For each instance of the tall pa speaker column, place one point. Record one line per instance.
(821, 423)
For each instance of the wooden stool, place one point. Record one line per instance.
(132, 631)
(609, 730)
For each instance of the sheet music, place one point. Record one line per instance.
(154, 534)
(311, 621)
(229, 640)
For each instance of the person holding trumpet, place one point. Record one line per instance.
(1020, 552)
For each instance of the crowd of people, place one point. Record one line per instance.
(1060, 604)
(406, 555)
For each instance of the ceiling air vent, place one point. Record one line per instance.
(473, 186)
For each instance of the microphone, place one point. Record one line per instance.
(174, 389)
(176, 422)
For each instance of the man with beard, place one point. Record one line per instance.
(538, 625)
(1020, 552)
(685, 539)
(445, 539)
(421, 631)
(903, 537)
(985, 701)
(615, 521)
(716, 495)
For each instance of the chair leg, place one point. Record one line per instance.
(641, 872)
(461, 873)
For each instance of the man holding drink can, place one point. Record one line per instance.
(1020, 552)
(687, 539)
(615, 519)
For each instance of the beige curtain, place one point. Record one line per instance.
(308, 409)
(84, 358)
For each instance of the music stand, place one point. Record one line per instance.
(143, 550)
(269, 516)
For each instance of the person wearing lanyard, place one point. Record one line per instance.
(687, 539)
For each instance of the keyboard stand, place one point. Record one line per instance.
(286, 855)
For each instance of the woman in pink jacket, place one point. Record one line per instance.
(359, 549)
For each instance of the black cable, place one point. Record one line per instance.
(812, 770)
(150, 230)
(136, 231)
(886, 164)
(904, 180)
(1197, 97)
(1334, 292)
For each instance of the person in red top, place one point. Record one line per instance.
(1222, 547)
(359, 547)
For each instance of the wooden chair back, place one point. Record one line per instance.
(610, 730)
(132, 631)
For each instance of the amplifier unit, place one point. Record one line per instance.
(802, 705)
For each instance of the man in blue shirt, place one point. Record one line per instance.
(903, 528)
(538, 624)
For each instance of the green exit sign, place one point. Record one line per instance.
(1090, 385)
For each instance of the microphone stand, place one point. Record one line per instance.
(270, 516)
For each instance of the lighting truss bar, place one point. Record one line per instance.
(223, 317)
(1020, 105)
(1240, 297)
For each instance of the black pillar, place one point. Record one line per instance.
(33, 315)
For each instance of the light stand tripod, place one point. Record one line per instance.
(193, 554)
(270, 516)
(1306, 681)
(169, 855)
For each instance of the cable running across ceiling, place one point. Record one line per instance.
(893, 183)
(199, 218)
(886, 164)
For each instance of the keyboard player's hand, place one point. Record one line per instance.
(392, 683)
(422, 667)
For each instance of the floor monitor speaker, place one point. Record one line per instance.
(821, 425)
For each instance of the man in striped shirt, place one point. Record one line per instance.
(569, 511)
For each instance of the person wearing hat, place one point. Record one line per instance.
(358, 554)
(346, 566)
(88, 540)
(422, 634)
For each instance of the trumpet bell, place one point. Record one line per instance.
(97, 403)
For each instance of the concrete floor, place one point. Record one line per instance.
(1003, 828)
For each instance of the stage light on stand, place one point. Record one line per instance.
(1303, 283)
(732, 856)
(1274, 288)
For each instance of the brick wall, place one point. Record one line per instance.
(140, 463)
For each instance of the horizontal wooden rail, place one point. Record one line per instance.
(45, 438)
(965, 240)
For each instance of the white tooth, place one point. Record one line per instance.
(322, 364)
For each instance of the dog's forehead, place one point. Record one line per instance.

▶ **REQUIREMENTS**
Leave out every line before the one containing "For each instance of the floor"; set down that line and all remaining lines of the material exactly.

▶ **TASK SOLUTION**
For each instance of the floor monitor speaker, place one point. Record one line per instance.
(821, 425)
For each instance of the man in striped shirt, place one point. Record one line per instance.
(569, 511)
For each instance of the person wearing hat, place one point. Record one line per instance.
(358, 554)
(346, 566)
(88, 540)
(422, 634)
For each instance of the trumpet bell, place one point. Record one line per instance.
(97, 403)
For each instance of the concrete floor, place one point. Record one line per instance.
(1003, 828)
For each instance of the stage light on stand, place one point. Record one line per instance.
(1303, 283)
(732, 856)
(1274, 288)
For each instance of the brick wall, place one point. Record one line per instance.
(140, 463)
For each instance of the horizontal wooden rail, place one point. Record one line per instance.
(45, 438)
(965, 240)
For each instance of the white tooth, place one point. Record one line per instance.
(322, 364)
For each instance of the dog's forehead, place one point. Record one line per instance.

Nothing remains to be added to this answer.